YOUR OBJECTIVE:
Below are some records. Print exactly the lines between the one holding "Target: orange maple leaf" and the one holding "Readme: the locator spots each instance of the frost-covered", inclusive, and nothing else.

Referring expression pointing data
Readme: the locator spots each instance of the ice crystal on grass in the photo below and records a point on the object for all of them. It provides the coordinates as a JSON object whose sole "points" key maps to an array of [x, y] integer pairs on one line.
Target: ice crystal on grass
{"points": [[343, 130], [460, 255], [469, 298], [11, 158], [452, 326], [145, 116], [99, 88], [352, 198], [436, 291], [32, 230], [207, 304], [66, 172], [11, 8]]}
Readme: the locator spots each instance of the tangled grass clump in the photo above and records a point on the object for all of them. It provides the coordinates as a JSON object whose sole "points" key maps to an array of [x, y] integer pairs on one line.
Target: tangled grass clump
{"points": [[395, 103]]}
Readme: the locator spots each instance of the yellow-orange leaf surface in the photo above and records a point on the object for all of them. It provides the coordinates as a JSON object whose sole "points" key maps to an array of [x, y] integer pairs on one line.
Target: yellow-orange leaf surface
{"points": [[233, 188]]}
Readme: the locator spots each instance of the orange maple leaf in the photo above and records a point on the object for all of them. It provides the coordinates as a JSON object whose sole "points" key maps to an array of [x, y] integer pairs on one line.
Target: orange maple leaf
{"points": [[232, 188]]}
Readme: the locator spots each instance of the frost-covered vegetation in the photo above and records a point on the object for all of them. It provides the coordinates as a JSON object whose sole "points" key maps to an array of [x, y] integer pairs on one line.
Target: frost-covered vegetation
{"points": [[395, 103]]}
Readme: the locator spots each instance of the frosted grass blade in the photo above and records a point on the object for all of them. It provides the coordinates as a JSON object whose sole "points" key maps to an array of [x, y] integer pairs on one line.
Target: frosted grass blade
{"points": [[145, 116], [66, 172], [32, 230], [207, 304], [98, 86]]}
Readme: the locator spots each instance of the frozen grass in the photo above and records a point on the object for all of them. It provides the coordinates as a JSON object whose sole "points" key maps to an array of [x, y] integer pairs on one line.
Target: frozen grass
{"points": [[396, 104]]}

WRITTEN SOLUTION:
Target: orange maple leaf
{"points": [[232, 188]]}
Readme: the locator spots each instance of the frost-covered vegetation in the photo above and records a point on the object for all of them. It provides the coordinates as a JSON object whose sole "points" key maps to an array of [x, y] integer pairs on one line.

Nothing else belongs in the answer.